**Objective 1:** Please copy everything from "Anglo American is" down to "in a statement." in the coal demerger article below, and switch "carbon neutral" to "net zero".

── Excerpt provided

Anglo completes demerger of South African thermal coal assets — Thungela debuts on JSE
The offices of Anglo American in the Marshalltown, Johannesburg. (Photo: Chris Ratcliffe / Bloomberg via Getty Images)

Anglo American has completed the demerger of its thermal coal assets in South Africa, giving rise to Thungela Resources, which saw its shares sink on its Monday debut on the JSE.

Coal assets are being treated like lumps of coal in mining portfolios. Coal’s links to the climate crisis and pollution have made shareholders and the wider public leery of fossil fuel. 

Raising finance for new coal projects is increasingly difficult and huge markets like the European Union are planning to impose carbon emissions charges on imported goods. 

Anglo American is committed to making all its operations carbon neutral by 2040. This makes coal an awkward fit in its portfolio, and shareholders, including the pension board for the Church of England (COE), have been pressing it to exit such assets. And so, as the company announced in April, it has spun off its thermal coal operations in South Africa into a new listed entity, Thungela Resources. 

“Thungela starts its journey today as a high quality independent business. We have every confidence that Thungela will be a responsible steward of what are valuable thermal coal resources in South Africa and will continue delivering value for all its stakeholders and for South Africa as a whole,” Anglo CEO Mark Cutifani said in a statement. 

With the completion of the demerger, Anglo shareholders retain 100% of Thungela’s share capital, with one Thungela share for every 10 Anglo American shares they hold. But these can be traded on the JSE, allowing Anglo shareholders to dump thermal coal or retain or increase their stakes as they see fit. 

One imagines the COE will be dumping its Thungela shares like a hot potato. Thungela itself holds 90% of the thermal coal assets, with 10% held collectively by an employee partnership plan and a community partnership plan.

────
── Material for this exercise

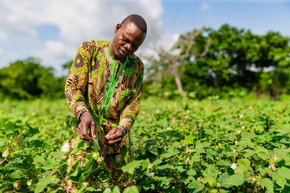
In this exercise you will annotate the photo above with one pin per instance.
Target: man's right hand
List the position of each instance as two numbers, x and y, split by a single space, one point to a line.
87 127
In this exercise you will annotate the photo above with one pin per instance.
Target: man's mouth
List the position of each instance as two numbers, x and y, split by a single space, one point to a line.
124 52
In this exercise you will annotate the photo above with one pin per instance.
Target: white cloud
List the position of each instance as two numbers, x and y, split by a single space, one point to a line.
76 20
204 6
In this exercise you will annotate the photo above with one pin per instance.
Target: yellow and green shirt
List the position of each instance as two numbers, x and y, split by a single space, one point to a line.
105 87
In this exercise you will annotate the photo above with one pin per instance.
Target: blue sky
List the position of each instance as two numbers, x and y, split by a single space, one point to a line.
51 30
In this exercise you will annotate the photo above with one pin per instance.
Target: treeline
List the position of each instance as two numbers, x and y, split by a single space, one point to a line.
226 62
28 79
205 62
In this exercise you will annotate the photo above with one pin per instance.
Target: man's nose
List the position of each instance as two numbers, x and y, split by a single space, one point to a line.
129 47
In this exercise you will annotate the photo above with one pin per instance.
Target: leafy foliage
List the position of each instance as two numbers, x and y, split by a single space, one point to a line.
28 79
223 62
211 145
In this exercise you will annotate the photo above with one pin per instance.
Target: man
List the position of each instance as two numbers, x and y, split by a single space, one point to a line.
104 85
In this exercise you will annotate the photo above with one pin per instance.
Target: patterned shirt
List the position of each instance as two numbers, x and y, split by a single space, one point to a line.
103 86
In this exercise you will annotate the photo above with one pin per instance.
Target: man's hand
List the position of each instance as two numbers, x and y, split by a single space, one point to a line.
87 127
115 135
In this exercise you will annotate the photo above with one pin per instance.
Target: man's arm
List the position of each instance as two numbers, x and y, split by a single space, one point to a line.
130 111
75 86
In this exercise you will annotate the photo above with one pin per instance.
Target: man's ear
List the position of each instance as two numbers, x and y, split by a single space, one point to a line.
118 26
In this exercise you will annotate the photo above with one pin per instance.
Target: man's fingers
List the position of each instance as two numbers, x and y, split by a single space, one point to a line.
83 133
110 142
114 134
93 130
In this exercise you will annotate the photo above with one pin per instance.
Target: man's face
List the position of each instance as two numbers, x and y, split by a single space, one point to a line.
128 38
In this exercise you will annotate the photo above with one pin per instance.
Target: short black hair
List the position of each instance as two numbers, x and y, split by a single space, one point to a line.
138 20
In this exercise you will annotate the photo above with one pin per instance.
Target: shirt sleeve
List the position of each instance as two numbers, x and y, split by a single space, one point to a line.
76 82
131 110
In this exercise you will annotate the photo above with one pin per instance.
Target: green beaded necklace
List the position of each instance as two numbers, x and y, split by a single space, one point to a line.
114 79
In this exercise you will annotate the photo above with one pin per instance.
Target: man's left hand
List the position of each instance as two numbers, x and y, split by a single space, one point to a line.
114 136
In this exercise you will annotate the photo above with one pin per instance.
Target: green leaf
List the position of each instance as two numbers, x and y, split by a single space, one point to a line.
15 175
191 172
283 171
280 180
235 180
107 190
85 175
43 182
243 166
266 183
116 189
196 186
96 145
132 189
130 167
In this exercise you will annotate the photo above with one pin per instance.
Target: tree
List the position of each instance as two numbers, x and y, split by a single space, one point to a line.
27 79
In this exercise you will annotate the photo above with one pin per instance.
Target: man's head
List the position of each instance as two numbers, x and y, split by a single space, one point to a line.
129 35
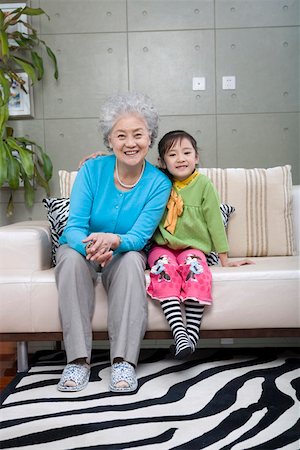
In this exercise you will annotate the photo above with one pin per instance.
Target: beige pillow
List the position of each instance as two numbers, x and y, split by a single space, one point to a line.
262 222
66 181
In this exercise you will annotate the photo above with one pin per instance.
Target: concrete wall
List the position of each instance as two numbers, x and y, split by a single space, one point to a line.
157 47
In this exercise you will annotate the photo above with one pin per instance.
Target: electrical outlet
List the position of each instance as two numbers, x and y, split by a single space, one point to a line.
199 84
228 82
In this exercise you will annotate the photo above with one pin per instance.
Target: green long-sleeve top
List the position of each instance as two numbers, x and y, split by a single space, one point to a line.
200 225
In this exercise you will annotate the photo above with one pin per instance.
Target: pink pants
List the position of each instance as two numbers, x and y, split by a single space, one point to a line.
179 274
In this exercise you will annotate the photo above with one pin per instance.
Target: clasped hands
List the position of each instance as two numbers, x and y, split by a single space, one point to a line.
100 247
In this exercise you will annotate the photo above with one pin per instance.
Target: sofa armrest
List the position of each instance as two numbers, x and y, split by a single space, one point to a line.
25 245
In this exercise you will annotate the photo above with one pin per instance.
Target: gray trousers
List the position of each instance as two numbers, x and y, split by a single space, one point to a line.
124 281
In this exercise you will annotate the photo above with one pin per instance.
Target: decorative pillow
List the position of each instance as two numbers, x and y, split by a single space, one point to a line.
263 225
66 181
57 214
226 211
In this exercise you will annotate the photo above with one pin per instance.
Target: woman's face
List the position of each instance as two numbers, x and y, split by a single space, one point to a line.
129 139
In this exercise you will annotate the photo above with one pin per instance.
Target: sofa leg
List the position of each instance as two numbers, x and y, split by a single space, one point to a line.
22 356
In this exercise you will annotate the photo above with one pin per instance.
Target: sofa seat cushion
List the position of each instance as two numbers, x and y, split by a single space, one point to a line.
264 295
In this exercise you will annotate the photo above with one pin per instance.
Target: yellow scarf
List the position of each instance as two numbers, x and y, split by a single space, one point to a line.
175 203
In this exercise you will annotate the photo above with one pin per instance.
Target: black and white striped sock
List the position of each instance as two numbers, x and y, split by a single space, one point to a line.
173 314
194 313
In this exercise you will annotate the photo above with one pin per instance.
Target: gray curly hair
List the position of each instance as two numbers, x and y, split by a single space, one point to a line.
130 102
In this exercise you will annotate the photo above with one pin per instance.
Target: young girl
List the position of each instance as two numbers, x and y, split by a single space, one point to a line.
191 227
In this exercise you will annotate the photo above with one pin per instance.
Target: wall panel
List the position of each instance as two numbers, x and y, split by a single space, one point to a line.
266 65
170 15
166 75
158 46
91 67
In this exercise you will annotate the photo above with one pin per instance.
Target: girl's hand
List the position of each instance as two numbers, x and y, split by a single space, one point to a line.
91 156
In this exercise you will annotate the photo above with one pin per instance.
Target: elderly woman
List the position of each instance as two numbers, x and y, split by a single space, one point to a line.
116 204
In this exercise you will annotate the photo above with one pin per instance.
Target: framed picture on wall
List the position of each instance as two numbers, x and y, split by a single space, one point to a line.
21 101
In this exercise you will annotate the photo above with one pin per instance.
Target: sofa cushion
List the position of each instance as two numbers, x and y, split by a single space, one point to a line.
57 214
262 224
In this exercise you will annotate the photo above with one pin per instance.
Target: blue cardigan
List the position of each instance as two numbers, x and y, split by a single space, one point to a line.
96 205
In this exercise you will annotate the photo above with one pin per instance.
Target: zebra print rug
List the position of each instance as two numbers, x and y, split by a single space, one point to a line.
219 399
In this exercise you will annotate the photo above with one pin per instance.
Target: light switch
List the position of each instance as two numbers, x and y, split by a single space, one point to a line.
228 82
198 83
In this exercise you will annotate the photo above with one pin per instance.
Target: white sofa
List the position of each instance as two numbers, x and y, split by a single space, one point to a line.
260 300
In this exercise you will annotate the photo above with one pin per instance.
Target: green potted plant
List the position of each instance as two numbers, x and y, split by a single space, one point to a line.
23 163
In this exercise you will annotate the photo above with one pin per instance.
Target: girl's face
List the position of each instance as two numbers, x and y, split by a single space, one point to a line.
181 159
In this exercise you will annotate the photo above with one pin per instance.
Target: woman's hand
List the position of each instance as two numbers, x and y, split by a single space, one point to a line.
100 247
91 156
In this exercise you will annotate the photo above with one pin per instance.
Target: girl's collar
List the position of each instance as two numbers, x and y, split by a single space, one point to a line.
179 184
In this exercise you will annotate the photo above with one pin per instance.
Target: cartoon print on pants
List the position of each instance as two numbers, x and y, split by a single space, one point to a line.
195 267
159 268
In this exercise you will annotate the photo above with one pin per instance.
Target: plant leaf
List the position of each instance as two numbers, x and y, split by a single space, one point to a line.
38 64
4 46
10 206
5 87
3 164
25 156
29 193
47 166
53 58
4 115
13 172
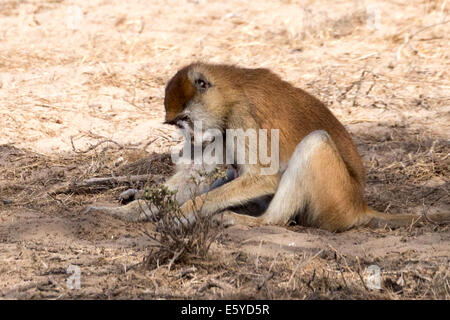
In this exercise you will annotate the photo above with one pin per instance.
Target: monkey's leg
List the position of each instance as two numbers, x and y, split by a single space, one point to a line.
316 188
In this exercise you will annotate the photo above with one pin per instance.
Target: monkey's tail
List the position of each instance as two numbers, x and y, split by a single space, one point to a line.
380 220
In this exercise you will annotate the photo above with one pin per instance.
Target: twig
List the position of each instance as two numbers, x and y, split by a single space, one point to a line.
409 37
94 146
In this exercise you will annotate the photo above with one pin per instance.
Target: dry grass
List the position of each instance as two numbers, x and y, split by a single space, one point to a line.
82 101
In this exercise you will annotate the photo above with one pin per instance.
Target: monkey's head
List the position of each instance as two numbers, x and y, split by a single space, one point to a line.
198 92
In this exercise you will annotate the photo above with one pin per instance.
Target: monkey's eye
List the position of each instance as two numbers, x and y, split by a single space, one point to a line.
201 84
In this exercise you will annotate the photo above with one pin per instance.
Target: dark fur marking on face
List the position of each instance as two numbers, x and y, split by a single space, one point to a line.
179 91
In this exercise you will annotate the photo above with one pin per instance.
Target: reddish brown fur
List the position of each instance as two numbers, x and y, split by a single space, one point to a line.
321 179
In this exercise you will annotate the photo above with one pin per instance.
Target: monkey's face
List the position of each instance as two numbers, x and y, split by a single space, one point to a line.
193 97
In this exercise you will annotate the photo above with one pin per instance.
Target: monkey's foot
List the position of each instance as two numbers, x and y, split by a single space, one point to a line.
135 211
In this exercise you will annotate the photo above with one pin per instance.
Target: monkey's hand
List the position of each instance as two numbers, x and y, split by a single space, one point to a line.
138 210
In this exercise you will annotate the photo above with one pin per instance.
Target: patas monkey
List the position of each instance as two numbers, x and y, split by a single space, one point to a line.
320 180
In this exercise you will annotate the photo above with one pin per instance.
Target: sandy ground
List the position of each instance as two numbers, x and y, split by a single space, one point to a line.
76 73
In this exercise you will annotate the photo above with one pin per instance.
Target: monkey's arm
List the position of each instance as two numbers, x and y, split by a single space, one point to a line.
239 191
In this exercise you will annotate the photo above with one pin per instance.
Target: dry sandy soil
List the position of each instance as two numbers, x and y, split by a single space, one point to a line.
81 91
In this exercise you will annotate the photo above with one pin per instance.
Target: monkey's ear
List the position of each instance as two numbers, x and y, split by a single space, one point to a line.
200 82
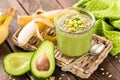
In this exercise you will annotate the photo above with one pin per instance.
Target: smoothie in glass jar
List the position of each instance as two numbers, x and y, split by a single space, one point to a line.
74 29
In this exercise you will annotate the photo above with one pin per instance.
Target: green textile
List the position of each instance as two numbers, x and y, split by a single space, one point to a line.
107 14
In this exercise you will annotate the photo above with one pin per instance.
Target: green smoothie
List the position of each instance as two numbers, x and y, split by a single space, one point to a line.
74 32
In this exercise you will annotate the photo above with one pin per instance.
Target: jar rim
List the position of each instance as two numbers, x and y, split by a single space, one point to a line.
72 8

────

**Objective 2:** How many lines of the listing above contain the string "green"? Case counts. Give only the number.

**Correct result 1:**
Anglo American is committed to making all its operations net zero by 2040. This makes coal an awkward fit in its portfolio, and shareholders, including the pension board for the Church of England (COE), have been pressing it to exit such assets. And so, as the company announced in April, it has spun off its thermal coal operations in South Africa into a new listed entity, Thungela Resources. 

“Thungela starts its journey today as a high quality independent business. We have every confidence that Thungela will be a responsible steward of what are valuable thermal coal resources in South Africa and will continue delivering value for all its stakeholders and for South Africa as a whole,” Anglo CEO Mark Cutifani said in a statement.

**Correct result 2:** 7